=== PASSAGE TO READ ===
The Hong Kong-based Shaw Prize Foundation announced the winners of the annual Shaw Prize today. Three prizes, in astronomy, life science and medicine, and mathematical sciences, each carry US$1 million. This is the eleventh year in which the prizes have been awarded.
The astronomy prize celebrated pioneering measurements of key cosmological features, such as waves originating in the early Universe called baryonic acoustic oscillations, that have furthered our understanding of how galaxies clumped together and how dark energy is distributed. Daniel Eisenstein of Harvard University in Cambridge, Massachusetts, took half the prize, and Shaun Cole of Durham University, UK, split the remainder with John Peacock of the University of Edinburgh, UK.
Kazutoshi Mori of Kyoto University in Japan and Peter Walter, a German-born Howard Hughes Medical Institute researcher at the University of California in San Francisco, shared the life-science and medicine prize for discovering a response mechanism that cells use when stressed by an excess of misshapen proteins, known as the unfolded-protein response. Although vital as a quality-control process in maintaining healthy cells, when used for a prolonged period, the mechanism is suspected of having a role in some degenerative diseases, such as Parkinson’s disease, and cancer.

Saved entries
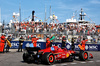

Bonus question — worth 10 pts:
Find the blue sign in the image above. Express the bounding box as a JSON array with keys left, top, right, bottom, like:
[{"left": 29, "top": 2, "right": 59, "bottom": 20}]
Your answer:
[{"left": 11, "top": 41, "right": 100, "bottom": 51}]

=== EXERCISE SET ===
a – Answer these questions about the Shaw Prize article:
(i) How much money does each of the three prizes carry?
(ii) At which university does Daniel Eisenstein work?
(iii) What is the mechanism that cells use when stressed by an excess of misshapen proteins called?
b – Continue the Shaw Prize article from its last sentence.
This listing comes from a separate source.

=== ANSWERS BELOW ===
a –
(i) US$1 million
(ii) Harvard University in Cambridge, Massachusetts
(iii) The unfolded-protein response

b –
Romanian-born George Lusztig of the Massachusetts Institute of Technology in Cambridge captured the entire mathematical-sciences prize for weaving together mathematical ideas, including representation theory, “to solve old problems and reveal beautiful new connections”.
Run Run Shaw, a media mogul famous for popularizing martial-arts actions who passed away at age 106 this January, established the prize to honour scientists who have recently achieved “significant breakthroughs in academic and scientific research or applications and whose work has resulted in a positive and profound impact on mankind”.
The prizes will be awarded at a ceremony in Hong Kong on 24 September.